■ YOUR TASK: Exact repetition, please: start with the line where "Exercise. Identify every instance of the cactus" appears and stop after the final line of the records.

■ EXCERPTED RECORDS:
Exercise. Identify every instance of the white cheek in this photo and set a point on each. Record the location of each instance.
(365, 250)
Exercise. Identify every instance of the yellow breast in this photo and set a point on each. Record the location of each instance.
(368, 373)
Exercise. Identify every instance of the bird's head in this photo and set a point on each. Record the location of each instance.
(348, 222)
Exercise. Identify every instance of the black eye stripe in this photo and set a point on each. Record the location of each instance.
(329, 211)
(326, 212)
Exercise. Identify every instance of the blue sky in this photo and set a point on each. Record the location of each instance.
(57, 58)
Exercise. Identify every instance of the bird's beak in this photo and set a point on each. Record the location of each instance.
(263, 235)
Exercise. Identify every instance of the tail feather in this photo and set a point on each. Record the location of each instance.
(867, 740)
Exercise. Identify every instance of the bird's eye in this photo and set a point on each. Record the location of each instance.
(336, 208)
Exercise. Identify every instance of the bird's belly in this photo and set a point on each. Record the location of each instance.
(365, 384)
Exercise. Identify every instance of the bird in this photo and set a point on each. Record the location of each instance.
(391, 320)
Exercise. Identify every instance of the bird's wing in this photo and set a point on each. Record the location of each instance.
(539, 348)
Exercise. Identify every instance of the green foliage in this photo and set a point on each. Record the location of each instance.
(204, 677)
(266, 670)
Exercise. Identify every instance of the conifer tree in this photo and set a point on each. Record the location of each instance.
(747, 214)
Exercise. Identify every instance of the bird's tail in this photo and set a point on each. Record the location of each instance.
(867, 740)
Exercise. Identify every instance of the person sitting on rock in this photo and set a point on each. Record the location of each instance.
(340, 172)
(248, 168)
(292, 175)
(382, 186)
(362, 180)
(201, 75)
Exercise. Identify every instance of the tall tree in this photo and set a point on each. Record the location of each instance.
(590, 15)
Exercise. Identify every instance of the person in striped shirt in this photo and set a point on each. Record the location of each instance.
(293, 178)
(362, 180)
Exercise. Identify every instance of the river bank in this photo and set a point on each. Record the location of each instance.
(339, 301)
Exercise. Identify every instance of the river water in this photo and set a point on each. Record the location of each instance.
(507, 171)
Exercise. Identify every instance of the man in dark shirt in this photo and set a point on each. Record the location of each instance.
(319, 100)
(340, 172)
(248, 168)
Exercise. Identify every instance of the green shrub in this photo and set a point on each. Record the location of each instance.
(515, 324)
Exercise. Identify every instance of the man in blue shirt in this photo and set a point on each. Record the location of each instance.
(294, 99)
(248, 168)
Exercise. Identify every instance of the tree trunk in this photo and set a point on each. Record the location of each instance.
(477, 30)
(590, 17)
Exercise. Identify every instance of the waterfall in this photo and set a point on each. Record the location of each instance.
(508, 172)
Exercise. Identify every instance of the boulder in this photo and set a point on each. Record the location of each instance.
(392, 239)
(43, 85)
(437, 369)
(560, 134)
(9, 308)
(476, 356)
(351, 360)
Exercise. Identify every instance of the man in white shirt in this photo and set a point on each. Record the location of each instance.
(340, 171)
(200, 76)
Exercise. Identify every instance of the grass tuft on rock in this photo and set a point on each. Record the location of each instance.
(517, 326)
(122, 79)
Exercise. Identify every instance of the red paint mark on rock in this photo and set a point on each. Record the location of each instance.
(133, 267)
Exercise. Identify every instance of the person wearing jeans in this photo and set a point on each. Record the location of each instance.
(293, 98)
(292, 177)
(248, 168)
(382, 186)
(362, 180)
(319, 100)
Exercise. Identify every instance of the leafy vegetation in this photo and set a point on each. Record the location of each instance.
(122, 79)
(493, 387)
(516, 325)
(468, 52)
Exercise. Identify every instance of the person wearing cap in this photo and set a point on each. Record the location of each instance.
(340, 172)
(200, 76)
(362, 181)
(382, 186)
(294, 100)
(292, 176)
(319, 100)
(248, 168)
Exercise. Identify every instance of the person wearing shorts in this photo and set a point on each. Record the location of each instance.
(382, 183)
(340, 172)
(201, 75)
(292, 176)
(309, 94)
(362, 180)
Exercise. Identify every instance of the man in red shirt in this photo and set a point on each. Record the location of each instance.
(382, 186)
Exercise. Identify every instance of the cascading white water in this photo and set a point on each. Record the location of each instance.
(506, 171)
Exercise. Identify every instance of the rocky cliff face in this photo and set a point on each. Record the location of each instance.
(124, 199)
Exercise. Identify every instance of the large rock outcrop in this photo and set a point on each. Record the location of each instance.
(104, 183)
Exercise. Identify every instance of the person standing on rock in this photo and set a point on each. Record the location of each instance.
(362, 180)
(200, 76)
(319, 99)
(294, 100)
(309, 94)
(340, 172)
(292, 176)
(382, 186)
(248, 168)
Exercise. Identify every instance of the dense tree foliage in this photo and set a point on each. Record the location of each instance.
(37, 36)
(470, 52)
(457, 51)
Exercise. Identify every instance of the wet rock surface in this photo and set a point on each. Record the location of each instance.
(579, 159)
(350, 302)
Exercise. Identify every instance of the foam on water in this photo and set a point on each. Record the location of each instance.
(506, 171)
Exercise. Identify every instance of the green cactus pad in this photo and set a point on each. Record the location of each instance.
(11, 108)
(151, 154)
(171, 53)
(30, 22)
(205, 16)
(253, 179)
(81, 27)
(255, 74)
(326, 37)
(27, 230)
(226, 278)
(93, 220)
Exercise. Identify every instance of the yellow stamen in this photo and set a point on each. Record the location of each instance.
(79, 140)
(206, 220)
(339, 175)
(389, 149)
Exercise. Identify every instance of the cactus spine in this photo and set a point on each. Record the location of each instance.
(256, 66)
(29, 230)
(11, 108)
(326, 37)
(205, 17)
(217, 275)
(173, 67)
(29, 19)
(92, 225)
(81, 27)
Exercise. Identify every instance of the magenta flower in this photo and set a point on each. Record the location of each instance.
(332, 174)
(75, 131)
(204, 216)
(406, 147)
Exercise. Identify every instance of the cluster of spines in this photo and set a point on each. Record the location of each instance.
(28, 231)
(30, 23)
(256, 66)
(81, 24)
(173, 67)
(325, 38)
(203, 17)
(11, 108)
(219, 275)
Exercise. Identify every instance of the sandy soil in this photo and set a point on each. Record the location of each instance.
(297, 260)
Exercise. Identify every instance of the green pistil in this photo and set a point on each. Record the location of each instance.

■ SOLUTION:
Exercise. Identify every instance of the cactus spine in this photo and set a point on each. Record the location of each instance.
(256, 66)
(29, 230)
(11, 108)
(326, 37)
(205, 17)
(217, 275)
(173, 67)
(29, 19)
(92, 225)
(81, 27)
Exercise. Identify every instance of the magenta flower in this photo and set a point on each. Record the location of each instance.
(332, 174)
(75, 131)
(204, 216)
(406, 147)
Exercise. Identify every instance of the cluster of spines in this photo and set a point on each. Record the location of each instance.
(28, 231)
(30, 23)
(256, 66)
(81, 24)
(173, 67)
(325, 38)
(203, 17)
(11, 108)
(219, 275)
Exercise. Identify every instance of the sandy soil in this photo and set a point on each. Record the location of each instance.
(297, 260)
Exercise. Identify every instance of the green pistil in this photo and set a point on each. Record the location of each instance.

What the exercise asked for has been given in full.